**Dataset extract:**
□ □ □

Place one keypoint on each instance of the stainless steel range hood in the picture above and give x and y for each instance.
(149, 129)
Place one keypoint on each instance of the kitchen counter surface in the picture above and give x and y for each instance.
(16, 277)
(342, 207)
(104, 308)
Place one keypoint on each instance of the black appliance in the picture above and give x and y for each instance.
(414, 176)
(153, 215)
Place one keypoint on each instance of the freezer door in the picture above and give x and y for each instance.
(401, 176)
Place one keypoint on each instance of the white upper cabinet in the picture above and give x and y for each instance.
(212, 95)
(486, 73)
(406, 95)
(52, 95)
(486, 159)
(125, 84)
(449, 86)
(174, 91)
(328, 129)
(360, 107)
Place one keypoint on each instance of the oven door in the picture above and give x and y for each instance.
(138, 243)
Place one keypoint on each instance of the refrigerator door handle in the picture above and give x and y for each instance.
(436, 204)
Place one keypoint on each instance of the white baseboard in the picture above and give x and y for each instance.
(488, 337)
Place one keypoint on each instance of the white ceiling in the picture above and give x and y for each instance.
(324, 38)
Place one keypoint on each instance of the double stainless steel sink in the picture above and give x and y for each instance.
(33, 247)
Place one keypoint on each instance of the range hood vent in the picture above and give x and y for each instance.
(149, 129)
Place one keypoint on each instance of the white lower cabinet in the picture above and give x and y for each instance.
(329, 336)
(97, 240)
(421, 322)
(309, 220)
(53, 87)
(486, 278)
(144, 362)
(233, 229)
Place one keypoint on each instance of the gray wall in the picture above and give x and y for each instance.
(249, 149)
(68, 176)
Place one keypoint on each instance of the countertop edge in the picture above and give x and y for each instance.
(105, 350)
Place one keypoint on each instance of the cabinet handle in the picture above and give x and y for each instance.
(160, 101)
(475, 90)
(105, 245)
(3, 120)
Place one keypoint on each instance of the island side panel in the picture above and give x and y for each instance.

□ □ □

**Written task:**
Repeat the material in full, exactly as it stands.

**Correct result:**
Place one keypoint on each instance of the stainless steel range hood in the picture above and give x and y for each instance.
(149, 129)
Place one keypoint on each instance of the kitchen counter surface in the picture above and give x and y for each instance.
(16, 277)
(342, 207)
(104, 308)
Place one keypoint on each instance of the black appliance in the picture above and give x and y for each instance.
(414, 176)
(153, 215)
Place one keypoint on each instance of the freezer door in the picture above and give x and y for each instance.
(401, 176)
Place one keypoint on each instance of the white upper cabinet in the picture above and give x and y for each instance.
(212, 95)
(486, 73)
(406, 95)
(52, 95)
(486, 159)
(125, 84)
(449, 86)
(174, 91)
(328, 129)
(360, 107)
Place one keypoint on each instance of the oven door in the picture above and give x and y for each instance.
(138, 243)
Place one keypoint on each instance of the refrigerator door handle in the picture above and give x and y for each instance.
(436, 204)
Place one keypoint on each instance of the white baseboard in the picture above and give x and y for each instance.
(488, 337)
Place one keypoint on each instance of the white ceiling in the picture above and give x and y for each instance.
(324, 38)
Place one keypoint on each instance of the double stainless steel sink in the picture above and give x and y for each instance.
(33, 247)
Place one keypoint on each instance of the range hood vent in the picture above and give x and y for each instance.
(149, 129)
Place one keypoint on each instance of the white lower cabinet in the picture above and give x and y for each instance.
(329, 336)
(97, 240)
(421, 322)
(309, 220)
(53, 87)
(486, 278)
(144, 362)
(233, 229)
Place one keypoint on each instance of the gray wall in the picture above and give x and y for each instance.
(249, 149)
(68, 176)
Place one keypoint on each instance of the countertop edge in the picture above and give x and y for each instance.
(105, 350)
Place one keypoint on each instance of the cabinet handle in the picture above and give x and y for each instance.
(160, 101)
(475, 90)
(105, 245)
(3, 120)
Place one keypoint on each instance of the island side panel in the picture above and give x and y for each instance.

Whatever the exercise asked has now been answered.